Stored data entries
- - -

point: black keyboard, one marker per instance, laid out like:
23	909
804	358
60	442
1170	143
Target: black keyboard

- - -

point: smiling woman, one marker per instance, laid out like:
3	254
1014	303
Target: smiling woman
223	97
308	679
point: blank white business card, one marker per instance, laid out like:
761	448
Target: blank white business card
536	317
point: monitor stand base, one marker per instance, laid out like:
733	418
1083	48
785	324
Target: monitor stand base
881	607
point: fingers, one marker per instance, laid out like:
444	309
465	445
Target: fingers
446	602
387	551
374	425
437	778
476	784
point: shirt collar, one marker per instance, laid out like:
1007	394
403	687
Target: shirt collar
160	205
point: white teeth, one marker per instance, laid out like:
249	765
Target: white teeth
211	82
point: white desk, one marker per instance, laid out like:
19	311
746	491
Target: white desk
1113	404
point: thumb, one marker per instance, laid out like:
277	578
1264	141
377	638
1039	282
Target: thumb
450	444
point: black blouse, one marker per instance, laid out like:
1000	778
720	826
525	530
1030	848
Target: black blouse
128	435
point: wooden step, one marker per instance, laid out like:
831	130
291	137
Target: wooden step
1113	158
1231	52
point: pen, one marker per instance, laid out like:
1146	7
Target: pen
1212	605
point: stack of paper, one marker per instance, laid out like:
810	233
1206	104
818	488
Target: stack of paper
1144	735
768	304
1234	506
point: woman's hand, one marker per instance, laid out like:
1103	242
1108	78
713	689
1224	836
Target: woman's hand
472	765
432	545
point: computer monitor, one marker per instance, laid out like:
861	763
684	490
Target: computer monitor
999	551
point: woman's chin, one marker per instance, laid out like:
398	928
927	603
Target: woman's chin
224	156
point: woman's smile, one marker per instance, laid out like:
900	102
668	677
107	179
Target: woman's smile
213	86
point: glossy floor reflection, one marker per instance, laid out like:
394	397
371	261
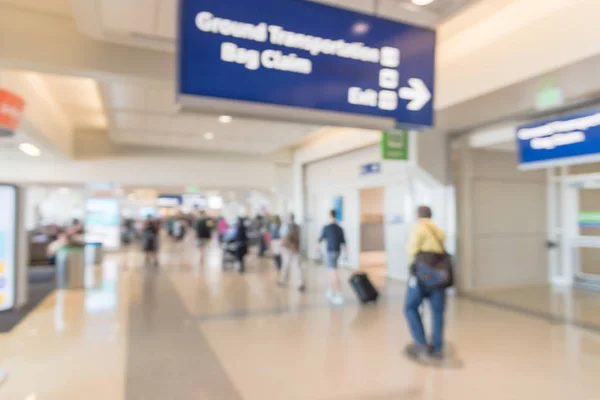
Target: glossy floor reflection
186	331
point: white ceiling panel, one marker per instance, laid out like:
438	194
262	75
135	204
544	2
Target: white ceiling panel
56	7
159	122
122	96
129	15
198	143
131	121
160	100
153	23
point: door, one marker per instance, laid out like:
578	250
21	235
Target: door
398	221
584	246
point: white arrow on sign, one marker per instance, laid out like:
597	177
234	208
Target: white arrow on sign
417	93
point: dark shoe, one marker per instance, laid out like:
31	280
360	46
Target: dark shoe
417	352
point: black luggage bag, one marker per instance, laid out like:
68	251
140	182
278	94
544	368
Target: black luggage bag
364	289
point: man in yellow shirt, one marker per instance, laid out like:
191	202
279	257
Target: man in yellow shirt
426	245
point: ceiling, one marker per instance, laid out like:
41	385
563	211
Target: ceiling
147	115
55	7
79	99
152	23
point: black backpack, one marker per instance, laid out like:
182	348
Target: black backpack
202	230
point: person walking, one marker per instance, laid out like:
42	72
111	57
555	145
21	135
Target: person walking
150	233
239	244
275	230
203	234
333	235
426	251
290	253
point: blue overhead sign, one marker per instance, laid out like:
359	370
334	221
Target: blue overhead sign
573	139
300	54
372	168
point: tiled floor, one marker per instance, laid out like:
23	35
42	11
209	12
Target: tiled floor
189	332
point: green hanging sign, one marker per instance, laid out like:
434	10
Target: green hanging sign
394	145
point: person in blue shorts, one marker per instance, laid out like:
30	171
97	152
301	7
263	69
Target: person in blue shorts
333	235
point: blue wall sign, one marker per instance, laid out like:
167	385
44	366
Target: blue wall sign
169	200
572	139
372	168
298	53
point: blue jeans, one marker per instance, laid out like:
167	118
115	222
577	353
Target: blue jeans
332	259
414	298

- - -

Written instruction: Update the part of the material that opens with the line containing "point: black keyboard, one" and closes with the line containing "Target: black keyboard": give those lines again with "marker" changed to "dot" and everything else left the same.

Task response:
point: black keyboard, one dot per instance, laid out like:
23	909
804	358
60	442
1170	143
Target: black keyboard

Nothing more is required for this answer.